■ WRITTEN REQUEST 1
Identify every line in the entries below that contains the string "crowd", and copy each of those lines. Case counts.

■ SELECTION
# # #

Absolutely staggering


----------



## m4rkymark (Aug 17, 2014)

the original cached article is even more astounding than the one which is still online...

http://webcache.googleusercontent.c...com/opinion/13713677.display/&strip=1&vwsrc=0


----------



## RisingPower (Sep 21, 2007)

No surprises there then

https://mobile.twitter.com/LadyCatHT/tweets

"MY brain is some kind of non-absorbent mush and I can't explain why. It's knowledge-repellent."


----------



## Starbuck88 (Nov 12, 2013)

Kerr said:


> Just read this article.
> 
> http://m.heraldscotland.com/opinion/13713677.display/
> 
> ...


Plenty of 'Katie Hopkins' copy cats/wannabes around now and newspapers allow it as it generates traffic.

I'm sure this woman would quite happily entertain a fellow with an Aston or the likes so she should just shut up.


----------



## RD55 DUN (Dec 30, 2008)

:wall::wall::wall:


----------



## m4rkymark (Aug 17, 2014)

twitter feed of https://twitter.com/KDEWMG is quite amusing  I think shes going to get a lot of flack for those articles...


----------



## transtek (Mar 2, 2007)

The fact that she was allowed to have that published is a disgrace. Her excuse is that if someone can afford an Aston (despite the fact that many Aston owners work many years to afford the car of their dreams), then they are automatically "legitimate" targets for criminal acts and vandalism? So she is saying that you have to put up with - sorry - "deserve" having your car keyed, *just* because you can afford/have saved up for a nice car! 
Using her same sort of criteria and deduction, I would have liked to have seen the response had she said something like: "because you wear a short skirt, then you should expect to be raped" and congratulating the rapist!


----------



## Tricky Red (Mar 3, 2007)

Hufty said:


> Waterboard the scum, let's set up a secret vigilante group track down these losers and make them. We could maybe key them and tattoo along scratch across their forehead ending in word loser. Who's in ?


Just like in Inglorious Basterds.


----------



## Rundie (Oct 2, 2007)

She clearly ain't getting none.....


----------



## Goliath (Jun 14, 2010)

His punishment... £1100 fine and 8 week suspended sentence.

# # #

■ WRITTEN REQUEST 2
In the forum thread above, which film does Tricky Red say Hufty's vigilante idea is like?

# # #

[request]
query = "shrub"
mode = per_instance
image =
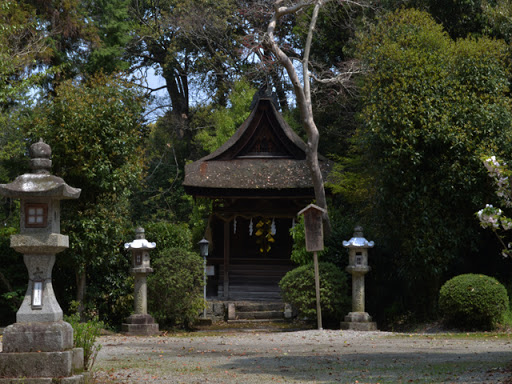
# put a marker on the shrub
(473, 302)
(85, 335)
(298, 289)
(176, 287)
(168, 235)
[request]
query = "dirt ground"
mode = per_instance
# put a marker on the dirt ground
(258, 356)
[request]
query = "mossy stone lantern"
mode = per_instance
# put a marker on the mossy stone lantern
(140, 322)
(358, 266)
(40, 343)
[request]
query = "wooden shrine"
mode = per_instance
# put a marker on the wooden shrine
(258, 180)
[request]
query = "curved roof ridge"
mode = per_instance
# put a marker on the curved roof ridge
(240, 132)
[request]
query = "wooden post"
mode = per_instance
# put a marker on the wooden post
(226, 259)
(317, 290)
(314, 242)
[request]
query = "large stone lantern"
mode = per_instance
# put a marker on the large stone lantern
(358, 266)
(40, 344)
(140, 323)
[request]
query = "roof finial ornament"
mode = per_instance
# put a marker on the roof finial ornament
(265, 92)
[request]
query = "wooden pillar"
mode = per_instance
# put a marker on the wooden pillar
(226, 259)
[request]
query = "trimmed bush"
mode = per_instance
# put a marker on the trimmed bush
(175, 289)
(298, 289)
(473, 302)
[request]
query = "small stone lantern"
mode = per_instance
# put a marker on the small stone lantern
(358, 247)
(39, 346)
(140, 323)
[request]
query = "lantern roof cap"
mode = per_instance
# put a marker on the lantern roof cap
(140, 244)
(312, 207)
(358, 240)
(40, 182)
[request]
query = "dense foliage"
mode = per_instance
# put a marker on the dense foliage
(175, 289)
(473, 302)
(298, 289)
(430, 107)
(94, 131)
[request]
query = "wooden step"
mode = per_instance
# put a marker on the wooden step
(253, 307)
(259, 315)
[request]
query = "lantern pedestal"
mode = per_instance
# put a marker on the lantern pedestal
(358, 321)
(140, 325)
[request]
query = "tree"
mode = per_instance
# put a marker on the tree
(431, 106)
(302, 83)
(95, 131)
(186, 41)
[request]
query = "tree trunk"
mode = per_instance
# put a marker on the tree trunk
(303, 95)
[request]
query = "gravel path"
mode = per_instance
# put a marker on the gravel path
(303, 357)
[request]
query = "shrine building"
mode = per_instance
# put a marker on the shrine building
(258, 181)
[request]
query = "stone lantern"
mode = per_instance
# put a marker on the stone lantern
(140, 323)
(358, 247)
(39, 346)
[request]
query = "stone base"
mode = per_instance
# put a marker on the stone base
(41, 364)
(38, 337)
(140, 325)
(358, 321)
(371, 326)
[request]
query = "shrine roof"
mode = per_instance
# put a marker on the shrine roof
(263, 155)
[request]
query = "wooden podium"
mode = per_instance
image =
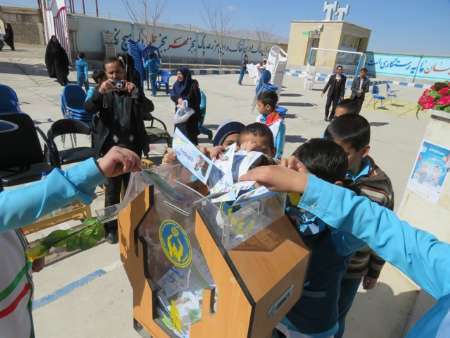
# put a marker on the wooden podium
(257, 282)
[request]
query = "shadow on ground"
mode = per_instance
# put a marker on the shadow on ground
(296, 104)
(290, 116)
(291, 94)
(378, 124)
(381, 305)
(22, 68)
(295, 139)
(211, 126)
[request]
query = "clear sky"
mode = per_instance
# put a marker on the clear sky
(409, 26)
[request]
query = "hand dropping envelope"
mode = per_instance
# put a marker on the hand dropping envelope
(193, 159)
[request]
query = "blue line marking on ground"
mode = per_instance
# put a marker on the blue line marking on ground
(69, 288)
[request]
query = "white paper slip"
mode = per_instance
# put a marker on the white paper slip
(193, 159)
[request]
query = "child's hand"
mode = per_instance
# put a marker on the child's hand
(291, 163)
(38, 264)
(215, 152)
(248, 146)
(277, 178)
(170, 157)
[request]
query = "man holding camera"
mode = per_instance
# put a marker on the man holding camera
(120, 110)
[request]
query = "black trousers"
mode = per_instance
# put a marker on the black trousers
(331, 100)
(113, 188)
(359, 101)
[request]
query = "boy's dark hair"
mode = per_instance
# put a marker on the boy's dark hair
(113, 59)
(351, 129)
(323, 158)
(261, 130)
(349, 105)
(268, 97)
(98, 75)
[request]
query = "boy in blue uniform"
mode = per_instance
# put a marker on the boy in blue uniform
(352, 133)
(417, 253)
(82, 71)
(316, 313)
(266, 104)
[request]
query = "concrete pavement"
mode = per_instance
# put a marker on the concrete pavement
(100, 305)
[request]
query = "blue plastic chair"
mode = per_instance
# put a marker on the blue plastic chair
(376, 96)
(164, 77)
(72, 104)
(9, 102)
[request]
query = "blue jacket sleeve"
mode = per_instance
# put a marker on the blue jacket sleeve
(279, 140)
(24, 205)
(417, 253)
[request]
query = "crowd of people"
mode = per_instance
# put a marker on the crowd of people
(339, 200)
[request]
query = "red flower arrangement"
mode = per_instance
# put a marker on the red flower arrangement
(437, 97)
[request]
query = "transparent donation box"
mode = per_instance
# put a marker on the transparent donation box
(180, 252)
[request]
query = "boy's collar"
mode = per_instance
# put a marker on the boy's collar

# # #

■ CORRECT RESULT 1
query = "crowd of people"
# put a marker on the crowd of people

■ CORRECT RESULT 2
Inglorious Basterds.